# [What the exercise asks]
Collect every line of the items below that contains the word "person", and reproduce each one in full.

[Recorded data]
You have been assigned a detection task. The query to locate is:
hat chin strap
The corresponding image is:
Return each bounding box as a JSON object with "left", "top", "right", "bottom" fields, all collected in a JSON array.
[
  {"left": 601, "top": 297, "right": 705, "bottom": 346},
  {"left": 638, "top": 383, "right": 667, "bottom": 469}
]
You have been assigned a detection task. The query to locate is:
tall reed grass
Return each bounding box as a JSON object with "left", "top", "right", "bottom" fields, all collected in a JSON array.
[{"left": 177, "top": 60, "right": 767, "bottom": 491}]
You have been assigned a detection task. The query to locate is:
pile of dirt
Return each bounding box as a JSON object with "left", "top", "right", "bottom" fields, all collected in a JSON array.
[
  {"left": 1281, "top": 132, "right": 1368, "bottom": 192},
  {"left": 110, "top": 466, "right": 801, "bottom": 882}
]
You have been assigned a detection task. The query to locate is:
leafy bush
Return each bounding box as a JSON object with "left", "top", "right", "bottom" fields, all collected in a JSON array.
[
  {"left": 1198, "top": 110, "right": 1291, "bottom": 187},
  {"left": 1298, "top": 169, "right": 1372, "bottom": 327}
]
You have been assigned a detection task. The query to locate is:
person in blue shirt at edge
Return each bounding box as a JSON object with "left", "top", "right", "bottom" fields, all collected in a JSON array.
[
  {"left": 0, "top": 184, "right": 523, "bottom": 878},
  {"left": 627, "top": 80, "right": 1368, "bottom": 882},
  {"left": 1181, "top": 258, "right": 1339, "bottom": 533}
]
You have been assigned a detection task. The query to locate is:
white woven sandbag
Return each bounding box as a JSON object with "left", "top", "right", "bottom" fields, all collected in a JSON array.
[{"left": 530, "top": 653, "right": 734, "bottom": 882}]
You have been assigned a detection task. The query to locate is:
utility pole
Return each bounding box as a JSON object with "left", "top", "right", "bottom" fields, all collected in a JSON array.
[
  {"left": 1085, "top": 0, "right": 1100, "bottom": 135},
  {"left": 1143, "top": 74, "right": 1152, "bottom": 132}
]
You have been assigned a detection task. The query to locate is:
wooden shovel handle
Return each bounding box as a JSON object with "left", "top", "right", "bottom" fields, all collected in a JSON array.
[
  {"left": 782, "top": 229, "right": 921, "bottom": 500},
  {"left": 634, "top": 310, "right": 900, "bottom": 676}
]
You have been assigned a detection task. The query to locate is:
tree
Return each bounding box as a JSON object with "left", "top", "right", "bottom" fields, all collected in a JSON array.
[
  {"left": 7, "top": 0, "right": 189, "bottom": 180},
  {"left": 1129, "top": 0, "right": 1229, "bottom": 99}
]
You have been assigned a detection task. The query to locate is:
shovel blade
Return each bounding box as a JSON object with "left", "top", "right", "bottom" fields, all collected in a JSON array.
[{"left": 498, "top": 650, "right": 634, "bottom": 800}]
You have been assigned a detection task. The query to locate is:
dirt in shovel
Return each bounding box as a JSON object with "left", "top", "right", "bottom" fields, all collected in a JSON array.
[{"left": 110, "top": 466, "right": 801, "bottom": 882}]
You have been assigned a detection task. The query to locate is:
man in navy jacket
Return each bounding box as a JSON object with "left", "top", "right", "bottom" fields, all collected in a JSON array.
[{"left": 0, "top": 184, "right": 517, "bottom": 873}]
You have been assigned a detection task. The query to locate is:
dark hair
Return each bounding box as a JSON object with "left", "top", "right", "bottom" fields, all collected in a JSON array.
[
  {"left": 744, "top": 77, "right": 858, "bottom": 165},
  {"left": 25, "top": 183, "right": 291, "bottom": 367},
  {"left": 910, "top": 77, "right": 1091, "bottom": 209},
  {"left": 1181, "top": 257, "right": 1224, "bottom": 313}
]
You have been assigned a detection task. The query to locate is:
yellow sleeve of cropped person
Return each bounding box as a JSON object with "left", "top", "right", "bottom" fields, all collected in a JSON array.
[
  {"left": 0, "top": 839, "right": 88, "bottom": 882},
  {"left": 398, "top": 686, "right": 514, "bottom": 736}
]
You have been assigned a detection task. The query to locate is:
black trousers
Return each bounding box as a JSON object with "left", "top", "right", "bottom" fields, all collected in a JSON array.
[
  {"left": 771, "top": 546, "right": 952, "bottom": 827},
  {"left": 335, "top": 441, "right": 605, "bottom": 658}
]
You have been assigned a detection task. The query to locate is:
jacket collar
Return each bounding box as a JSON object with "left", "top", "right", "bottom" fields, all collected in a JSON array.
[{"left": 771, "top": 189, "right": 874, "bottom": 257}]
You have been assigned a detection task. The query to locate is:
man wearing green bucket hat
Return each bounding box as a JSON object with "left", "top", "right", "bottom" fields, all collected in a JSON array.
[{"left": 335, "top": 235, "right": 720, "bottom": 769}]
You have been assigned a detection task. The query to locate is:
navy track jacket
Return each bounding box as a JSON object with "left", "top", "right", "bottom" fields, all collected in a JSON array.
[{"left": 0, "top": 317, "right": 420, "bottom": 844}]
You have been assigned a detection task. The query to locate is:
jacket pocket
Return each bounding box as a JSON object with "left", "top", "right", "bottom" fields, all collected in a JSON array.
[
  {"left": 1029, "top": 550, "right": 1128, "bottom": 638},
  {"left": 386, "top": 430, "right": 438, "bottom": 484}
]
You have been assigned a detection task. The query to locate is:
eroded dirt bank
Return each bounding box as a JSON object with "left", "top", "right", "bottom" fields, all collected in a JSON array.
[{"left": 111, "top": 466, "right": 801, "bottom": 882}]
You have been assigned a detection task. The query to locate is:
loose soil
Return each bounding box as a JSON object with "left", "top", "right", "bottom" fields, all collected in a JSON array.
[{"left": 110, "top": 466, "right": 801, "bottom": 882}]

# [Reply to the task]
person in blue shirt at edge
yellow sleeve of cropped person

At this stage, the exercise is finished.